Set down all the data again. Change nothing.
[Opening Excerpted records section]
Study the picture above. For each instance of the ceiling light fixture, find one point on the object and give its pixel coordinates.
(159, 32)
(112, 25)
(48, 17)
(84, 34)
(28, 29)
[Closing Excerpted records section]
(Answer to this task):
Study the picture above. For each instance of the ceiling light fixture, find one point on the object and give its pixel coordinates.
(159, 32)
(112, 25)
(48, 17)
(84, 34)
(28, 29)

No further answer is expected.